## Page excerpt:
++++++++++

Helper method to wrap an iterable with progress tracking.

Parameters:

tasks – Iterable of tasks to process
description – Description for the progress bar
show_progress – Whether to show progress (defaults to True)

Yields:

Items from the tasks iterable while updating progress

maybe_modify_loaded_hf_weight( hf_param: str | dict[str, str], hf_state_dict: Mapping[str, torch.Tensor], ) → torch.Tensor#

Load weights from HuggingFace state dict. This function can be overridden by subclasses to preprocess the HF weights before conversion, such as renaming certain parameters to avoid mapping conflicts, or dequantize the weights.

Note that loading is done lazily before this function is called, so the weights are actually loaded in this function when hf_state_dict.getitem is called.

Parameters:

hf_param – The parameter name or dictionary of parameter names to load.
hf_state_dict – The HuggingFace state dictionary.

Returns:

The loaded weights.

maybe_modify_converted_hf_weight( task: bridge.models.conversion.model_bridge.WeightConversionTask, converted_weights_dict: Dict[str, torch.Tensor], ) → Dict[str, torch.Tensor]#

Modify the converted weights after conversion. By default, no modification is done. This function can be overridden by subclasses to postprocess the converted weights, such as merging the weights of multiple experts or quantizing the weights.

++++++++++

## Provided material:
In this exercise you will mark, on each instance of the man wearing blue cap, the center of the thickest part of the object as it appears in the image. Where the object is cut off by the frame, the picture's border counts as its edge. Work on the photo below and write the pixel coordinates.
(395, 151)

++++++++++

## To do:
A – From the documentation excerpt above, reproduce the text starting with "Load weights from" and going on through "names to load.".
B – In the documentation excerpt above, what does maybe_modify_converted_hf_weight do to the converted weights by default?

## Solution set:
A –
Load weights from HuggingFace state dict. This function can be overridden by subclasses to preprocess the HF weights before conversion, such as renaming certain parameters to avoid mapping conflicts, or dequantize the weights.

Note that loading is done lazily before this function is called, so the weights are actually loaded in this function when hf_state_dict.getitem is called.

Parameters:

hf_param – The parameter name or dictionary of parameter names to load.

B – By default, it does no modification to the converted weights.